How to complete this task: Output range, inclusive: from the line containing "of the hand" to the line containing "column 148, row 467". Restate those lines from the data below word for word and only those.

(Records for this task)

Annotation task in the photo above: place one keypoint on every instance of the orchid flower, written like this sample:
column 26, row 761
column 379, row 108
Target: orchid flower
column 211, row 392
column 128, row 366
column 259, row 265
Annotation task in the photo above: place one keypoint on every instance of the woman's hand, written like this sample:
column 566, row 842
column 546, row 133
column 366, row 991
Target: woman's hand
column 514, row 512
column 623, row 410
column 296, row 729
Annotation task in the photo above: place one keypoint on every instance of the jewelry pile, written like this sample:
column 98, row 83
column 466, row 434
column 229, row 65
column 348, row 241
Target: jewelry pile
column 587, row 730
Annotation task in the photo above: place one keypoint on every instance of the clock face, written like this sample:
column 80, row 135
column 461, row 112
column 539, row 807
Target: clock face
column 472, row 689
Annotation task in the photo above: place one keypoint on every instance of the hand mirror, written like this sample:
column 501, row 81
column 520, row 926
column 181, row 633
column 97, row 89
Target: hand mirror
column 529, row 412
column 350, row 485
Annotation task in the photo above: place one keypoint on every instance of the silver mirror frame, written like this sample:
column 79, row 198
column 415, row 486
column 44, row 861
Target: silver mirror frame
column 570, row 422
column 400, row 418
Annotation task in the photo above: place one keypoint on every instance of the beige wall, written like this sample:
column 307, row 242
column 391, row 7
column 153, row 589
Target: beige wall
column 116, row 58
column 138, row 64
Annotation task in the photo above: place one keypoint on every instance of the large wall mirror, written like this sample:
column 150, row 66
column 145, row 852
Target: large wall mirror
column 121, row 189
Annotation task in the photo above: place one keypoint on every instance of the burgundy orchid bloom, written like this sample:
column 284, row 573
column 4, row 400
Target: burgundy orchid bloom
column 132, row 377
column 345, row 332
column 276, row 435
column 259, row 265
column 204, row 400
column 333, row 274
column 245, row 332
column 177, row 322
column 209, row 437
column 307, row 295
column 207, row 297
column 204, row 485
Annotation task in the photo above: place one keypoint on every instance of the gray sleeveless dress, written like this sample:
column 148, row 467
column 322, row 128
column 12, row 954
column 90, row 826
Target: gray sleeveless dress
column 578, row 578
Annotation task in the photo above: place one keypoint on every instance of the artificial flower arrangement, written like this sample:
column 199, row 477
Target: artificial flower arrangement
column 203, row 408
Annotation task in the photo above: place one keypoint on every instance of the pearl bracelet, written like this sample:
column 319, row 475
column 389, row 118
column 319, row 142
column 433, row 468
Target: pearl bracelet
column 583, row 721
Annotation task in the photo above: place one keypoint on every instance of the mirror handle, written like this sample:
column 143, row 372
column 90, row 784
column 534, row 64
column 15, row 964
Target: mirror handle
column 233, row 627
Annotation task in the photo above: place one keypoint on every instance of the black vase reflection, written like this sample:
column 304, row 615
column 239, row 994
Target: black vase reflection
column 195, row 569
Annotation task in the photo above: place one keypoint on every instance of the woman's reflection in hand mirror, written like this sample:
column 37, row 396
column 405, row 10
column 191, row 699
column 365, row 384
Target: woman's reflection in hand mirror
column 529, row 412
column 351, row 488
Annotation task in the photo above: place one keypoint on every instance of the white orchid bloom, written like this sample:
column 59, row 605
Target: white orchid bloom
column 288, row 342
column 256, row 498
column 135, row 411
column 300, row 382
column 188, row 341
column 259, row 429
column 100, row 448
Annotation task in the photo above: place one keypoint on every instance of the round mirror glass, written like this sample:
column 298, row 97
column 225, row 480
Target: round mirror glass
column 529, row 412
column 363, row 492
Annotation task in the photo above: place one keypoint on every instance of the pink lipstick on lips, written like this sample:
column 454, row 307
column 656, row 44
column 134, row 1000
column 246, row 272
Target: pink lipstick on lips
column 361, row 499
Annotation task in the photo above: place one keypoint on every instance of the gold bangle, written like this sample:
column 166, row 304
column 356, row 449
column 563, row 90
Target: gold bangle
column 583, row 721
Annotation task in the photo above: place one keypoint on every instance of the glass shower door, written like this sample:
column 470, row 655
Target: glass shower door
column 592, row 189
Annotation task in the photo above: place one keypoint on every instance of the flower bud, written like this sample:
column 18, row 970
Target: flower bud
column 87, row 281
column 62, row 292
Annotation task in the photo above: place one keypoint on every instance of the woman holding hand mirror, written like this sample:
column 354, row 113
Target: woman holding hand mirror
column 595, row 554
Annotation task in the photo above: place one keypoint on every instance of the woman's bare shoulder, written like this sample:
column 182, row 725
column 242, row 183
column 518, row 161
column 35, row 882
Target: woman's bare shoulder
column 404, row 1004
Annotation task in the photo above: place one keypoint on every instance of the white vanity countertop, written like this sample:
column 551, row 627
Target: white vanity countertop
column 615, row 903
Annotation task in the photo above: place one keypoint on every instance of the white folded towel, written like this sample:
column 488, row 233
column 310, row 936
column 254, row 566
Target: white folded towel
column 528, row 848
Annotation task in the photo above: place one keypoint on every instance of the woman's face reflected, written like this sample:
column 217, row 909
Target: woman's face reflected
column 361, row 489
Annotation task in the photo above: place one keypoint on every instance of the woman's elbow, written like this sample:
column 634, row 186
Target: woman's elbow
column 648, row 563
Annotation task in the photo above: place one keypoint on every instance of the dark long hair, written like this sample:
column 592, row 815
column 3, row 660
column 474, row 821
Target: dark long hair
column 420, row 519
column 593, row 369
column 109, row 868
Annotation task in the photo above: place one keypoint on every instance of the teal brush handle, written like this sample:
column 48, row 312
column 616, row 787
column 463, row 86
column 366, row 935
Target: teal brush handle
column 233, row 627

(End Records for this task)

Reply:
Annotation task in the photo above: place one keypoint on every instance of the hand mirror, written like this sample:
column 501, row 81
column 520, row 926
column 181, row 633
column 97, row 89
Target: hand mirror
column 529, row 412
column 350, row 485
Annotation task in the photo above: place one keypoint on every instance of the silver mirror frame, written like this sample:
column 79, row 198
column 415, row 486
column 44, row 861
Target: silver mirror frame
column 570, row 422
column 400, row 418
Annotation task in the photo above: place one keypoint on every instance of the beige wall, written like this sample:
column 307, row 242
column 391, row 7
column 153, row 589
Target: beige wall
column 116, row 58
column 138, row 64
Annotation task in the photo above: place one keypoint on every instance of the large wall mirror, written like this sample:
column 150, row 66
column 145, row 852
Target: large wall mirror
column 121, row 189
Annotation task in the photo above: place one keypoint on every instance of the burgundy orchid bloom, written like this sample:
column 284, row 573
column 4, row 400
Target: burgundy orchid bloom
column 132, row 377
column 345, row 332
column 276, row 435
column 259, row 265
column 204, row 400
column 333, row 274
column 245, row 332
column 177, row 322
column 209, row 437
column 307, row 295
column 207, row 297
column 204, row 485
Annotation task in the photo above: place one keypoint on every instance of the gray sleeveless dress, written like this sample:
column 148, row 467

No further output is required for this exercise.